_EXERCISE AIM_
Copy the data below exactly.

Point placement records
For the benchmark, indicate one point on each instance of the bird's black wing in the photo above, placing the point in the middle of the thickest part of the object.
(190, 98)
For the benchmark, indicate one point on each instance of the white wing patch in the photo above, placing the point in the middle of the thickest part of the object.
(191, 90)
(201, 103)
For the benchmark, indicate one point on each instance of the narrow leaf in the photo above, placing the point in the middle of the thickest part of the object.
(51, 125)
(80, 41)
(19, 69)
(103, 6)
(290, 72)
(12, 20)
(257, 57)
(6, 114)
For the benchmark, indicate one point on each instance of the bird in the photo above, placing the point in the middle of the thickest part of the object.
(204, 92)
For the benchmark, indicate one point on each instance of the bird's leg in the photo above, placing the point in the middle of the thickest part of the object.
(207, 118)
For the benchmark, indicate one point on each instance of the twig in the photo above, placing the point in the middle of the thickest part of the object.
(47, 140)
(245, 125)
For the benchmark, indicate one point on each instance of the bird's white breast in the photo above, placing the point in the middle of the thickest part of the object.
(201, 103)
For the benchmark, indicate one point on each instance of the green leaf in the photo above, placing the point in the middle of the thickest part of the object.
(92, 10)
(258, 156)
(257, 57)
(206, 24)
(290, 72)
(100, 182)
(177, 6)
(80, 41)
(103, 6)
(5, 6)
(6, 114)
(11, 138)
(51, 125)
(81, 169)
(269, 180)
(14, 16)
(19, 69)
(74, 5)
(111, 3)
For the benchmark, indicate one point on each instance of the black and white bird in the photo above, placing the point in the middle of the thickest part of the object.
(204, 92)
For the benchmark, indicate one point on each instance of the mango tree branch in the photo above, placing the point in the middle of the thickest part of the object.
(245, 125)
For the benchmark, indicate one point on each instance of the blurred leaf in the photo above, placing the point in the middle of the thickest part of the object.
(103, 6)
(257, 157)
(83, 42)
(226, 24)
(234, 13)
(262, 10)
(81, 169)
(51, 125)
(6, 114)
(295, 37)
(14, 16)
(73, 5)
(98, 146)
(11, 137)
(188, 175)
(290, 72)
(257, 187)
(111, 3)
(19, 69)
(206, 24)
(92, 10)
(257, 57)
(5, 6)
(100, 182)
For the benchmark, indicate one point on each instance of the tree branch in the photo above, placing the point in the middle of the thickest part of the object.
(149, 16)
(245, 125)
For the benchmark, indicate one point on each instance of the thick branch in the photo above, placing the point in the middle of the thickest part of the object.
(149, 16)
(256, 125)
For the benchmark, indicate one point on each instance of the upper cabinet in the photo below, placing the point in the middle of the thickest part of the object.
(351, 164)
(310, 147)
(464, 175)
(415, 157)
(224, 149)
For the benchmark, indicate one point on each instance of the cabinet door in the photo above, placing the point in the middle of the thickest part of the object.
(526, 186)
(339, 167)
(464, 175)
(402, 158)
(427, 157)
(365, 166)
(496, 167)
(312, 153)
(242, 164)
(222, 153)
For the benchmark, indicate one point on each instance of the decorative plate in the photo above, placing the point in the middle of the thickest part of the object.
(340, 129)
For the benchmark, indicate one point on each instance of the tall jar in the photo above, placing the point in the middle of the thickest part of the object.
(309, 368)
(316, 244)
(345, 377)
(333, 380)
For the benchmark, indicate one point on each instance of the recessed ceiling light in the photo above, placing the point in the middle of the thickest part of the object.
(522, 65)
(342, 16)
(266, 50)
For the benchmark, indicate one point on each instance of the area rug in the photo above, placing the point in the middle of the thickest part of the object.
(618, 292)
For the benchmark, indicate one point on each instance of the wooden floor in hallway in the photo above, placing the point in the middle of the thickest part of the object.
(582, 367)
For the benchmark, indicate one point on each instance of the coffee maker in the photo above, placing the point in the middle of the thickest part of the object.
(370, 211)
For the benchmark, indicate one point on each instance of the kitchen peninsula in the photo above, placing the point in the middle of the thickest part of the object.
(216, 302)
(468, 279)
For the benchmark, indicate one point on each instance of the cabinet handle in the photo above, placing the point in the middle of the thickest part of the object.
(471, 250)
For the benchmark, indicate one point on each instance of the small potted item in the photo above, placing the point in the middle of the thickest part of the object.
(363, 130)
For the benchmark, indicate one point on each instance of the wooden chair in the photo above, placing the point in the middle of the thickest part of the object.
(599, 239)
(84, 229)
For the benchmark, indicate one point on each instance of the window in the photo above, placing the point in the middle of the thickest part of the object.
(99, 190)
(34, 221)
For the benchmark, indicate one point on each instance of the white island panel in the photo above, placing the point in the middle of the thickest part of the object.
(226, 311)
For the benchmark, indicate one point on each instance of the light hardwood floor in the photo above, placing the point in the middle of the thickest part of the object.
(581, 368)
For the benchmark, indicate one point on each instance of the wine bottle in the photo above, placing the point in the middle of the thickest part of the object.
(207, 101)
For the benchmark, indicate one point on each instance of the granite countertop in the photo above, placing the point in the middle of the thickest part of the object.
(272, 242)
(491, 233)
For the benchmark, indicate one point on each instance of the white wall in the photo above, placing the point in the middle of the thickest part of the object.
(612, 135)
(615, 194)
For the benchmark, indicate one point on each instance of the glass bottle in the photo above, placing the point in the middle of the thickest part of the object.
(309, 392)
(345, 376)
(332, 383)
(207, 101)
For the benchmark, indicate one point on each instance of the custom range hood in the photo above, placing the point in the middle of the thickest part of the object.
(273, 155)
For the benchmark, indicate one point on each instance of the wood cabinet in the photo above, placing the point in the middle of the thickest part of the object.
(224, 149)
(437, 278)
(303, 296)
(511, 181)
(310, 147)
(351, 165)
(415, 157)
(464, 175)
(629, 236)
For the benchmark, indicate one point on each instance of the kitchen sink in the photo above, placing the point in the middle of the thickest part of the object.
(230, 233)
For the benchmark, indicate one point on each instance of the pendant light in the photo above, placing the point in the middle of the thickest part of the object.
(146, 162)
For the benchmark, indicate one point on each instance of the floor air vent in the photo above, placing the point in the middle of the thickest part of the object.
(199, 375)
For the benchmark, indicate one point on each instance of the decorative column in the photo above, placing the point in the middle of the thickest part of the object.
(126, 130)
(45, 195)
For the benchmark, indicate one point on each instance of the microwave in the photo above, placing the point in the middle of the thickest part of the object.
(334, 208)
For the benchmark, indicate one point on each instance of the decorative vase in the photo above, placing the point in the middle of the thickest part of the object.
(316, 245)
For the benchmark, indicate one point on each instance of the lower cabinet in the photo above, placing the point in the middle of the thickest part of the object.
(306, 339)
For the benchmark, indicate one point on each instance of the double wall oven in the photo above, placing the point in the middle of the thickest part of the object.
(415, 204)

_EXERCISE OUTPUT_
For the benchmark, indicate one point on each instance of the bird's black wing in the photo above, placing the point in the middle of the thickest part of the object.
(190, 98)
For the benchmark, indicate one point on each instance of the white wing patch in the photo above, placing the point in the middle of the thickest part of the object.
(191, 90)
(201, 103)
For the benchmark, indicate one point on each instance of the narrow leaf in the photo above, placing the point in the middle of the thickest part of the object.
(51, 125)
(80, 41)
(19, 69)
(103, 6)
(290, 72)
(12, 20)
(257, 57)
(6, 114)
For the benchmark, indicate one point on each instance of the bird in the photo above, placing the point in the middle of the thickest part of the object.
(204, 92)
For the benchmark, indicate one point on each instance of the bird's leg in the photo above, placing the point in the middle of the thickest part of the object.
(207, 118)
For the benchmark, indicate one point on each instance of the twig in the photo above, placing the point in the middle of the thickest part of the object.
(47, 140)
(245, 125)
For the benchmark, indicate one point on each instance of the bird's white breast in the photo above, placing the point in the middle of the thickest part of the object.
(201, 103)
For the benchmark, indicate one point on each instance of the green leaf in the photo above, placing the point in the middle of the thickest part of the object.
(92, 10)
(258, 156)
(257, 57)
(206, 24)
(290, 72)
(100, 182)
(177, 6)
(80, 41)
(103, 6)
(5, 6)
(6, 114)
(11, 138)
(51, 125)
(81, 169)
(269, 180)
(14, 16)
(19, 69)
(74, 5)
(111, 3)
For the benchmark, indicate one point on each instance of the black and white bird in the photo above, placing the point in the middle of the thickest part of the object.
(204, 92)
For the benchmark, indicate one point on each instance of the mango tree branch in the photo above, placing the point in the middle of the thickest part of the object.
(245, 125)
For the benchmark, indicate one point on each instance of the blurred leaf in the photo above, placing the point in the middle of the thickest part of the object.
(103, 6)
(257, 157)
(83, 42)
(226, 24)
(234, 13)
(262, 10)
(81, 169)
(51, 125)
(6, 114)
(295, 37)
(14, 16)
(73, 5)
(98, 146)
(11, 137)
(188, 175)
(290, 72)
(257, 187)
(111, 3)
(19, 69)
(206, 24)
(92, 10)
(257, 57)
(5, 6)
(100, 182)
For the benchmark, indicate one point on each instance of the tree branch in the photo above, placing the point in the middle of the thickest part of the object.
(149, 16)
(245, 125)
For the benchmark, indicate one point on each instance of the thick branch in the photo above, placing the point in the middle of the thickest part of the object.
(149, 16)
(256, 125)
For the benchmark, indicate one point on each instance of the upper cabinet in the photo below, placing the point in the middle of the thickest part of the object.
(351, 164)
(310, 147)
(464, 175)
(415, 157)
(224, 149)
For the benchmark, indicate one point on each instance of the cabinet door in the photo above, placing the point in the middle of the thickest part of the object.
(526, 186)
(339, 167)
(464, 175)
(402, 158)
(427, 157)
(365, 166)
(496, 167)
(312, 153)
(242, 164)
(222, 153)
For the benchmark, indicate one point on each instance of the decorative plate in the photo above, placing the point in the middle of the thickest part of the object.
(340, 129)
For the benchmark, indicate one point on each instance of the tall jar in the photo above, placing the point in the middle of the thickest part of the object.
(309, 368)
(316, 244)
(345, 377)
(333, 380)
For the benchmark, indicate one point on each instance of the recessed ceiling light in the photo above, placing the point in the middle of the thickest part of the object.
(522, 65)
(342, 16)
(266, 50)
For the benchmark, indicate one point on each instance of the area rug in the photo above, placing the point in the middle of the thickest part of the object.
(618, 292)
For the benchmark, indicate one point on each instance of the wooden floor in hallway in the photo above, placing the point in the middle of the thickest part of the object.
(582, 367)
For the benchmark, indicate one point on each instance of the coffee maker in the photo above, placing the point in the middle of the thickest part of the object.
(370, 211)
For the benchmark, indicate one point on each instance of the kitchen peninsula in the photo above, placing the point in the middle of the thickest part of the object.
(216, 302)
(468, 279)
For the benchmark, indicate one point on each instance of the cabinet handle in the photo above, placing the point in the middle of the thickest part of the object.
(471, 250)
For the benchmark, indicate one point on each instance of the small potted item in the photo above, placing the point in the middle of the thickest part of the object.
(363, 130)
For the benchmark, indicate one point on each instance of the wooden chair in the photo above, placing the point in the middle of the thickest part of the object.
(599, 239)
(84, 229)
For the benchmark, indicate one point on each instance of the window in the photo above, placing the point in the middle of the thickest part of the object.
(99, 190)
(34, 221)
For the benchmark, indicate one point on each instance of the white island panel in the photo above, placing the point in the middle of the thickest part of the object.
(226, 311)
For the benchmark, indicate one point on each instance of the light hardwood floor in the photo above, placing the point in the middle of the thickest part of the object.
(581, 368)
For the benchmark, indicate one point on each instance of the wine bottle in the photo above, placing the point in the middle of the thickest part of the object.
(207, 101)
For the benchmark, indicate one point on each instance of the granite countertop in the photo above, placing the point in the middle of the thickest part of the object.
(272, 242)
(491, 233)
For the benchmark, indicate one point on each instance of the white wall in the photo above, placing the point in the middle of the thickest part of the object.
(612, 135)
(615, 194)
For the benchmark, indicate one point on each instance of the glass bottle in the photo above, placing the point in the middle of the thickest part of the object.
(309, 392)
(345, 376)
(332, 383)
(207, 101)
For the benchmark, indicate one point on each instance of the custom range hood in the photo above, placing the point in the middle of the thickest part of the object.
(273, 155)
For the benchmark, indicate one point on each instance of the wood cabinet in the photo above, placing the point in the middle of the thickest part of the object.
(224, 149)
(437, 278)
(303, 296)
(511, 181)
(310, 147)
(351, 165)
(415, 157)
(464, 175)
(629, 236)
For the benchmark, indicate one point on each instance of the kitchen sink in the photo above, placing the point in the middle of the thickest part of the object.
(230, 233)
For the benchmark, indicate one point on each instance of the pendant light in the photo above, placing the point in the middle of the thickest part of the object.
(146, 162)
For the benchmark, indicate one point on each instance of the floor air vent in the photo above, placing the point in the middle of the thickest part of the object.
(199, 375)
For the benchmark, indicate one point on each instance of the decorative column in the photo above, placing the point in the middle of the thickest part of the object.
(126, 130)
(45, 195)
For the benchmark, indicate one point on each instance of the microwave in the photo above, placing the point in the middle of the thickest part of the object.
(334, 208)
For the benchmark, indicate one point on each instance of the decorative vase in the photo above, placing the point in the middle of the thickest part of the object.
(316, 245)
For the benchmark, indicate one point on each instance of the lower cabinet in the photo above, placing the point in the middle of the thickest part of the object.
(306, 339)
For the benchmark, indicate one point on each instance of the double wall oven in the photo above, placing the point in the middle of the thickest part of the object.
(415, 204)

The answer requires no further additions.